TASK DETAILS
Please print all of the material below, word for word.

------------------------------------------------------------------------

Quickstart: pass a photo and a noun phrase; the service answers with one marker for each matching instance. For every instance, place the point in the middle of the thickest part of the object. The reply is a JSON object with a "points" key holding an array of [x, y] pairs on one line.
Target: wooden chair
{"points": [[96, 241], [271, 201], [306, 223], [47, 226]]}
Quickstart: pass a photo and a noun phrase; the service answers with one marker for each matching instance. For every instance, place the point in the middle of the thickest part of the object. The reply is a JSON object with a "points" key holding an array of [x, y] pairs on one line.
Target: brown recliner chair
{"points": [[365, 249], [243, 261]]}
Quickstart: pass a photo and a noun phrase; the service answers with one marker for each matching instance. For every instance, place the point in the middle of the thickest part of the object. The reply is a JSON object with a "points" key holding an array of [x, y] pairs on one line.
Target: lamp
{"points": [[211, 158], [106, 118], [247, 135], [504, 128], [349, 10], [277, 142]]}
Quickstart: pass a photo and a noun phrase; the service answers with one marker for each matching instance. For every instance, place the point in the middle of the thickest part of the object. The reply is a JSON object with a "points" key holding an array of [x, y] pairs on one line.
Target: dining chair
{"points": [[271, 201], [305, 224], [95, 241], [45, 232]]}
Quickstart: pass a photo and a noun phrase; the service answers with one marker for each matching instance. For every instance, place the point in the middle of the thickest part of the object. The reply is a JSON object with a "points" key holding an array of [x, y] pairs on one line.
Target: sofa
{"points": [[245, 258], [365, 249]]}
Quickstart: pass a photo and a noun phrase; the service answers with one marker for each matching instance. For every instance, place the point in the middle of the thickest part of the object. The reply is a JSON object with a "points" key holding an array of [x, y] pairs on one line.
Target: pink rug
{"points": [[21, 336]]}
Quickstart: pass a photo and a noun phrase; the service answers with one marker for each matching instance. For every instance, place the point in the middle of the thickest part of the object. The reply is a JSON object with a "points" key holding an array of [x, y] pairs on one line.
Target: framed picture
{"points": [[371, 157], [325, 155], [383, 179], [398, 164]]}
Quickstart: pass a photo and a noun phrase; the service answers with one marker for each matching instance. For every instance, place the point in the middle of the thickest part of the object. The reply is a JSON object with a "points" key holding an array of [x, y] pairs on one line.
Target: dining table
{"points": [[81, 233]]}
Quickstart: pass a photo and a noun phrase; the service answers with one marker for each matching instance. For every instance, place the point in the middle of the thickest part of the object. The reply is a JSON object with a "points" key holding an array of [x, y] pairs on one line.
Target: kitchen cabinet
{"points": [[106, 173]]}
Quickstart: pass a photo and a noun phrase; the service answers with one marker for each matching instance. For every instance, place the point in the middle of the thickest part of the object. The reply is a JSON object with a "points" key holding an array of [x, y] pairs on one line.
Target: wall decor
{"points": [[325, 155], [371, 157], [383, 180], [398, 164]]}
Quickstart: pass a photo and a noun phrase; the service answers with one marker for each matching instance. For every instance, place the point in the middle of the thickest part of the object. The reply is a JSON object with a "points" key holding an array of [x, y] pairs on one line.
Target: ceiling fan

------------------------------------------------------------------------

THE SOLUTION
Quickstart: pass a photo and a noun phrase; the service answers with one marker for each matching instance. For every instance, place the point in the middle of the thickest part of the object. The reply is a JSON object with a "points" key holding an array of [x, y] pairs on one line.
Target: wooden chair
{"points": [[96, 241], [271, 201], [306, 223], [47, 226]]}
Quickstart: pass a photo and a noun phrase; the service answers with one marker for each matching instance. For every instance, place the point in the middle of the thickest part of the object. The reply is a JSON object with a "points" key holding an array of [x, y] pairs on one line.
Target: brown recliner chair
{"points": [[365, 249], [243, 261]]}
Quickstart: pass a photo and a noun phrase; the service answers with one marker for each matching instance. For every instance, place the point in the middle of the thickest part of the object. The reply is a JSON object with a "points" key holding an array of [x, y] pairs on one line.
Target: lamp
{"points": [[211, 158], [106, 118], [247, 135], [504, 128], [349, 10], [277, 142]]}
Quickstart: pass a photo and a noun phrase; the service answers with one marker for each matching instance. For every instance, place the point in the middle of the thickest part of the object. The reply is a JSON object with a "points" key holding an array of [x, y] pairs on one line.
Target: dining chair
{"points": [[271, 201], [305, 224], [95, 241], [45, 232]]}
Quickstart: pass a photo and a noun phrase; the service answers with one marker for each matching instance. For every instance, place the point in the middle of the thickest part of the object. The reply is a JSON object with a "points" key holding an array of [x, y] pairs on one line.
Target: sofa
{"points": [[245, 258], [365, 249]]}
Quickstart: pass a photo and a noun phrase; the service answers with one marker for each matching instance. For every instance, place the point in the middle of the thickest part of the object. The reply is a JSON object with a "points" key holding an array of [x, y] pairs on one line.
Target: pink rug
{"points": [[21, 336]]}
Quickstart: pass a photo and a noun phrase; the service answers with one marker for each matching instance. For every instance, place the point in the middle of the thickest part of the object. The reply is a JSON object with a "points" key holding an array of [x, y] pairs on one line.
Target: framed picture
{"points": [[371, 157], [325, 155], [383, 179], [398, 164]]}
Quickstart: pass a photo and a noun phrase; the service answers with one marker for each matching instance. For every instance, place the point in the middle of the thickest part of the object. The reply is a JSON object with a "points" key holding an array of [x, y] pairs on one line.
Target: dining table
{"points": [[81, 233]]}
Quickstart: pass a photo and a noun phrase; the service answers with one marker for each matching instance. For every instance, place the point in the middle of the thickest part of the object. The reply is a JSON object with a "points" key holding an array of [x, y] pairs on one line.
Target: kitchen cabinet
{"points": [[106, 173]]}
Quickstart: pass a photo and a noun phrase; the service answers with one marker for each matching instance. For every instance, place the point in the middle of the thickest part of the object. The reply is a JSON object with a "points" key holding an array of [x, y] pairs on one line.
Target: wall decor
{"points": [[325, 155], [371, 157], [383, 180], [398, 164]]}
Quickstart: pass a photo and a noun phrase; the service answers with one marker for each matching instance. For every instance, place the point in the middle of the thickest part of the object. The reply is a JSON object with a "points" key holding an array of [x, y] pairs on one line.
Target: ceiling fan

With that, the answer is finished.